-- Action item --
Could you output every record below exactly, leaving out the pictures?

-- Material provided --
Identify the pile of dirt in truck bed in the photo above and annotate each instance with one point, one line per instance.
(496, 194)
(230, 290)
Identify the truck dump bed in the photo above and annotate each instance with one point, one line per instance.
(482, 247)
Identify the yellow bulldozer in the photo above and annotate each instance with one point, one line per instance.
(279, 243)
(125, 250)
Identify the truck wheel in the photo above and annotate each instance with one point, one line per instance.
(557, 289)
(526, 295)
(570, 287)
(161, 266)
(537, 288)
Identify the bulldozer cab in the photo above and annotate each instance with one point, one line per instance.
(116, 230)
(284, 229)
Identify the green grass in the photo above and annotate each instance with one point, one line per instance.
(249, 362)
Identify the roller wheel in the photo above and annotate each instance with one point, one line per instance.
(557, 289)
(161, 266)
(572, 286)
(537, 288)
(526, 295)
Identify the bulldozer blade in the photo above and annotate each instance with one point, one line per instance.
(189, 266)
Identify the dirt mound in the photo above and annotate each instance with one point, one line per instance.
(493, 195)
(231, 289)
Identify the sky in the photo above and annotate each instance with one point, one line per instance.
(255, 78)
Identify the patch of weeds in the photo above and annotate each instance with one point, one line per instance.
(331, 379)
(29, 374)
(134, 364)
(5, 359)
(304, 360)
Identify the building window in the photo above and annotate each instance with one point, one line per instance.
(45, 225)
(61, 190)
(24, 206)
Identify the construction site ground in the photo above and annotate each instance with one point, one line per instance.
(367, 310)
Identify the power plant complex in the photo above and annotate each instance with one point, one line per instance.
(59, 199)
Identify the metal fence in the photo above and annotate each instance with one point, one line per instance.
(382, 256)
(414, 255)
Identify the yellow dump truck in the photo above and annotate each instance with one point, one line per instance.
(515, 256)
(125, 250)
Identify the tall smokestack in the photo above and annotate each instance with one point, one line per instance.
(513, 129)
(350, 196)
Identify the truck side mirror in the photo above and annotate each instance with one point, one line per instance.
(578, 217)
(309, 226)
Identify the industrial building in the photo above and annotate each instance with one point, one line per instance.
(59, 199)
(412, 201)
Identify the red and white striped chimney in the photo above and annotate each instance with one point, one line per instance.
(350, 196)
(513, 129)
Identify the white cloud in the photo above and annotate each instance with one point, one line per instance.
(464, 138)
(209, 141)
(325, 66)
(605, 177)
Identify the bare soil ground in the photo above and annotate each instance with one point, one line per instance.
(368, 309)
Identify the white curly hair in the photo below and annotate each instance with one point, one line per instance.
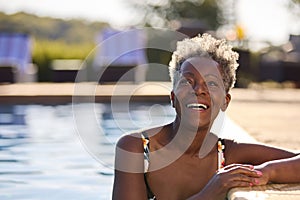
(210, 47)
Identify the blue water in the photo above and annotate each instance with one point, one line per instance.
(43, 155)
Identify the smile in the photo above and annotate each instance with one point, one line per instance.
(197, 106)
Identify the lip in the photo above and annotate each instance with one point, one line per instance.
(198, 106)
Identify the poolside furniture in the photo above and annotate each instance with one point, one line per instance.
(15, 56)
(120, 56)
(66, 70)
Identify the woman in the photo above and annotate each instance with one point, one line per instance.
(185, 159)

-- Output below --
Identify the pile of dirt in truck bed in the photo above and annotate each instance with one point, one line per instance.
(496, 194)
(230, 290)
Identify the truck dump bed in the photo above and annotate each instance with one point, one line per instance.
(482, 247)
Identify the yellow bulldozer in the photo above and annotate each instance with one point, one line per instance.
(279, 243)
(125, 250)
Identify the truck wheel in the photo above and annotate each instance with one point, one line per instance.
(557, 289)
(526, 295)
(570, 287)
(161, 266)
(537, 288)
Identify the bulldozer cab in the photo above and annotate each instance with one point, one line per instance.
(116, 230)
(284, 229)
Identify the green grass in the photo above and annotate each instance with one point, one line per instance.
(249, 362)
Identify the roller wheel in the photo above and annotate each instance with one point, one line per instance.
(557, 289)
(161, 266)
(572, 286)
(537, 288)
(526, 295)
Identify the bulldozer blade in the photo above and annotate each instance with one point, one line per instance.
(189, 266)
Identify the dirt mound in the photo above and annotate each instance with one point, one line per instance.
(493, 195)
(231, 289)
Identify the sky in the photo above and annotate each instance with one point, one line per instance.
(255, 78)
Identify the patch of weeds in the photo above and annotate each instance with one point, one line per instance.
(331, 379)
(29, 374)
(134, 364)
(5, 359)
(304, 360)
Identify the building window in the photo above and annotate each instance with one point, one line per instance.
(45, 225)
(61, 190)
(24, 206)
Identify the construction site ground in the photo above and annotate each instance with one point, one line per instance.
(367, 310)
Identify the power plant complex in the photo above and annotate each instance with one point, one line per instance.
(59, 199)
Identify the metal fence in the photo above and annotate each instance with one point, one line per instance.
(382, 256)
(414, 255)
Identify the yellow dump truck in the photo above and annotate each instance with one point, one line per instance.
(515, 256)
(125, 250)
Identify the tall smokestack in the photo above and annotate each instance with one point, one line per instance.
(513, 129)
(350, 196)
Identify the truck side mirror in the photo above and annotate each instance with one point, one line per instance.
(578, 217)
(309, 226)
Identify the industrial building in the photo above and annotate each instance with one point, one line per instance.
(59, 199)
(412, 201)
Identify the red and white striped chimney in the photo above and annotate each instance with one point, one line per instance.
(350, 196)
(513, 129)
Identify the white cloud in the photo above and annotate each instance with one point, one line per instance.
(464, 138)
(209, 141)
(325, 66)
(605, 177)
Identify the bare soil ground in the photo above and annotate each instance with one point, one line per instance.
(368, 309)
Identify the white curly hair in the photo below and annotate each instance with one point, one line per instance.
(210, 47)
Identify the blue water in the photo above and annotate each instance with one point, one line per instance.
(43, 155)
Identify the smile in the photo above and annotate each instance with one point, one line per instance.
(197, 106)
Identify the lip in the photo above and annotate each instance with one point, one line per instance.
(198, 106)
Identify the poolside furniture in the photo above and annotate each instance with one point, one line per instance.
(15, 56)
(120, 56)
(66, 70)
Identify the woman in the photo above and annotate each instance with one point, one line per instance.
(185, 159)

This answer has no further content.